───── Data supplied

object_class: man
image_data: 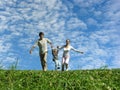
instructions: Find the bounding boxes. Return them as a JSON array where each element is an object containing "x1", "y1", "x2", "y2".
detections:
[{"x1": 30, "y1": 32, "x2": 52, "y2": 71}]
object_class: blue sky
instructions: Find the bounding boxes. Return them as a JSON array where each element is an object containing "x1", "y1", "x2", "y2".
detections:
[{"x1": 0, "y1": 0, "x2": 120, "y2": 70}]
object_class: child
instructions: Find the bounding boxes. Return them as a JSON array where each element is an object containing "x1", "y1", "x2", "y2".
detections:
[{"x1": 51, "y1": 46, "x2": 61, "y2": 70}]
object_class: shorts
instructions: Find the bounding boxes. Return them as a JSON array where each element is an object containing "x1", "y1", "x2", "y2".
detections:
[{"x1": 62, "y1": 55, "x2": 70, "y2": 64}]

──────────

The response should repeat each record precisely and contain no pictures.

object_class: man
image_data: 
instructions: Find the bounding boxes. Return them as a JSON array where each element is an object containing "x1", "y1", "x2", "y2".
detections:
[{"x1": 30, "y1": 32, "x2": 52, "y2": 71}]
object_class: blue sky
instructions: Find the bounding boxes. Return them as a JSON array where each element is an object containing "x1", "y1", "x2", "y2".
detections:
[{"x1": 0, "y1": 0, "x2": 120, "y2": 70}]
object_class: child
instructions: Find the bounding boxes. Return them as a JSON array where each element is an object containing "x1", "y1", "x2", "y2".
detections:
[{"x1": 51, "y1": 46, "x2": 61, "y2": 70}]
object_class: shorts
instructions: Find the bounding boxes. Return them as a JSON array where each element is an object containing "x1", "y1", "x2", "y2".
detections:
[{"x1": 62, "y1": 55, "x2": 70, "y2": 64}]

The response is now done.